** Given passage **

My Worst Day | Teen Ink

My Worst Day MAG

August 9, 2011
By Margaret Wetherell BRONZE, Clinton, Massachusetts
Margaret Wetherell BRONZE, Clinton, Massachusetts
1 article 0 photos 0 comments

I had always perceived my family as being perfectly normal. To me, we always seemed so boring. I have one brother and my parents are still married. We often go out as a family, doing things like shopping and going out to dinner. Over the years, we have had typical family arguments, but none of these was extremely serious. Everyone thought my family was completely average. Then something happened that I will never be able to forget.

I remember the day like it was yesterday. It was a Saturday, two days after Thanksgiving, and my parents and brother had gone to Connecticut for the day. They left early in the morning and came home in the early afternoon. My mother was in a pretty bad mood, which I figured out the minute she walked in the door. My brother told me a police officer had given her a speeding ticket.

My mother was tired from her busy day, so she took a nap. I noticed she went downstairs to the bathroom and went back to bed again, but I thought nothing of it. About a half an hour later, I went into the bathroom. What I found shocked me.

On the tissue box behind the toilet was a piece of paper, held firmly down by three empty medicine vials. Curiosity drew me closer. I discovered that it was a suicide note.

The only thing I could think was Oh, my God, my mother is dead. I was frozen and didn't know what to do. I began screaming for my brother, who came in wondering what could be wrong. He looked at the note, and together we ran up the stairs yelling as loudly as we could. My father and I screamed at her and shook her to get her up while my brother called 911.

The paramedics got there in no time and eventually got her out of the house and to the hospital. There she had her stomach pumped and the doctors estimated that she had taken 60 to 70 pills. My mother was in a coma that night, but slowly recovered. She stayed in the hospital for two weeks and my family went to a psychologist shortly after her release.

I really think that the sessions helped. We were able to express our hurt and talk about our feelings. Since then, my family has become much closer and does not argue nearly as much. I want to think that this is a happy ending to my mother's depression, but I can't. I don't know if she'll ever go to this extreme again, but I can only hope she doesn't. I will always be grateful to the paramedics for saving my mother's life. I don't know what I would have done if we had lost her.

I learned one thing, though. Suicide is not the answer to anything. There is always a better way out of your problems.

** Supplied information **

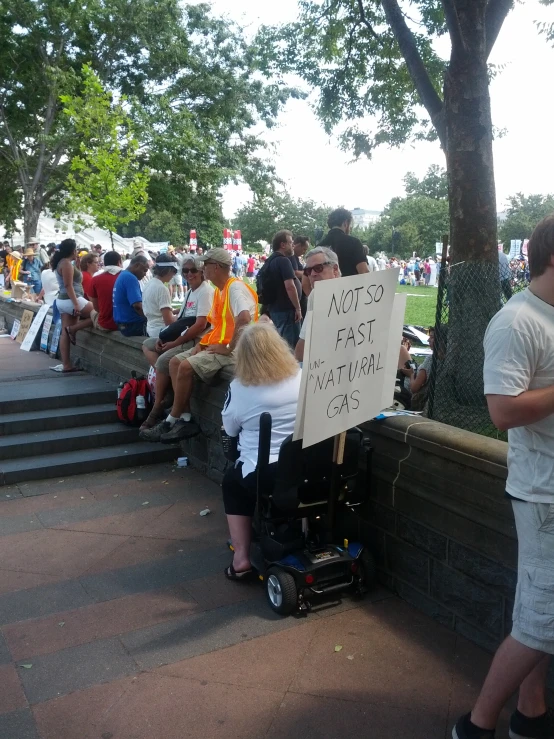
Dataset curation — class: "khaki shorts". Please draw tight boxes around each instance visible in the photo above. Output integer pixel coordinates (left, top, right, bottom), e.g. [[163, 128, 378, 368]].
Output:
[[512, 500, 554, 654], [177, 349, 235, 382], [142, 337, 194, 375]]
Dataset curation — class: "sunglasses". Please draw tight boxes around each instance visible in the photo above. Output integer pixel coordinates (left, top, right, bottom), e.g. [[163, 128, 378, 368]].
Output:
[[304, 262, 331, 277]]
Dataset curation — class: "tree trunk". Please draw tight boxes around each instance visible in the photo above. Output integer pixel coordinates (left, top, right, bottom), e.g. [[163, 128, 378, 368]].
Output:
[[433, 0, 501, 431], [23, 197, 42, 244]]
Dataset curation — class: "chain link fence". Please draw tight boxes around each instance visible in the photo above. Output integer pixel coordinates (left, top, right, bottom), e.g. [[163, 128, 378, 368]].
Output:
[[425, 262, 529, 439]]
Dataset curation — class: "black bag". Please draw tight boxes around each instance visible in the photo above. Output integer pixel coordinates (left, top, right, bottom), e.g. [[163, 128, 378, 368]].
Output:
[[159, 290, 196, 344], [256, 252, 287, 305]]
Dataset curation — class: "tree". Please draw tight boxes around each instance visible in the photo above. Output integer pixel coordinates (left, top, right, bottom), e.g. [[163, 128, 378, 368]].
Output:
[[233, 193, 332, 243], [499, 192, 554, 246], [258, 0, 513, 422], [61, 64, 150, 248], [0, 0, 296, 239]]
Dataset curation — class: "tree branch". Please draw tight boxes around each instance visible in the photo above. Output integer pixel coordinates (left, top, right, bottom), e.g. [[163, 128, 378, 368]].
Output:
[[358, 0, 381, 41], [442, 0, 467, 53], [381, 0, 446, 148], [485, 0, 514, 59]]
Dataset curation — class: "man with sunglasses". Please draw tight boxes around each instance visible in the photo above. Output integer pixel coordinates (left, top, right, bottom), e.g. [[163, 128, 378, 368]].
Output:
[[141, 249, 258, 444], [294, 246, 341, 362]]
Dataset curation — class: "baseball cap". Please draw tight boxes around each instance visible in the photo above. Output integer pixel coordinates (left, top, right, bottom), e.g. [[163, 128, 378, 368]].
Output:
[[196, 248, 233, 267]]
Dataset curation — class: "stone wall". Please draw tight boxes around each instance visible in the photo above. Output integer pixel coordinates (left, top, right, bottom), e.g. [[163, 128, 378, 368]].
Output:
[[0, 294, 517, 650]]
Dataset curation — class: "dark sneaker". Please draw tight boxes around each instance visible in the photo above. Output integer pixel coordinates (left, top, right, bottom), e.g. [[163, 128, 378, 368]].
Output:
[[160, 418, 200, 444], [509, 709, 554, 739], [452, 713, 494, 739], [139, 421, 171, 441]]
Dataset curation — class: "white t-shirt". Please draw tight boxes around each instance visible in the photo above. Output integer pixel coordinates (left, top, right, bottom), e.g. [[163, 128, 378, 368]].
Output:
[[221, 370, 302, 477], [484, 288, 554, 503], [40, 269, 60, 305], [229, 280, 256, 319], [179, 280, 215, 318], [142, 277, 171, 338]]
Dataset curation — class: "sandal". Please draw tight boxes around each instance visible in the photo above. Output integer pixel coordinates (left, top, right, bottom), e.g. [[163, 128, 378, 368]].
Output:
[[223, 562, 254, 582], [65, 326, 77, 346], [139, 411, 165, 431]]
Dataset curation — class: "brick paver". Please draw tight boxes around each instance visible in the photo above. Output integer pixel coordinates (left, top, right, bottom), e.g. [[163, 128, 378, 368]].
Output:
[[0, 464, 506, 739]]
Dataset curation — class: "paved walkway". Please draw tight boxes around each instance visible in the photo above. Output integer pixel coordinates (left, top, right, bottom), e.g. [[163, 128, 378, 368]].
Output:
[[0, 465, 507, 739]]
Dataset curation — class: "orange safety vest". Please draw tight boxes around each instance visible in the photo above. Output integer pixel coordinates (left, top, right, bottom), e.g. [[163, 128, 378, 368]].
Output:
[[200, 277, 258, 346]]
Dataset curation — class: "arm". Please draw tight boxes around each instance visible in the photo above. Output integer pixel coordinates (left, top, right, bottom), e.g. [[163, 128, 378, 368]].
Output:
[[161, 308, 175, 326], [285, 280, 302, 321], [487, 385, 554, 431]]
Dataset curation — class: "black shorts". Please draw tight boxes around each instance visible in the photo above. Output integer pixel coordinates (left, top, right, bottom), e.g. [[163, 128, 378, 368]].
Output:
[[221, 462, 277, 516]]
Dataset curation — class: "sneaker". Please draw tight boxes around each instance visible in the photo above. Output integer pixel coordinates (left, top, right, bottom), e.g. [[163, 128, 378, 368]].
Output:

** Questions **
(1) Can you repeat the essay's wording between "My Worst Day |" and "able to forget.", inclusive?
(2) Answer these about the essay:
(a) Which state had the narrator's parents and brother gone to for the day?
(b) How many empty medicine vials were holding down the piece of paper?
(c) How long did the mother stay in the hospital?
The records have nothing to do with the essay.

** Answers by item number **
(1)
My Worst Day | Teen Ink

My Worst Day MAG

August 9, 2011
By Margaret Wetherell BRONZE, Clinton, Massachusetts
Margaret Wetherell BRONZE, Clinton, Massachusetts
1 article 0 photos 0 comments

I had always perceived my family as being perfectly normal. To me, we always seemed so boring. I have one brother and my parents are still married. We often go out as a family, doing things like shopping and going out to dinner. Over the years, we have had typical family arguments, but none of these was extremely serious. Everyone thought my family was completely average. Then something happened that I will never be able to forget.

(2)
(a) Connecticut
(b) Three
(c) Two weeks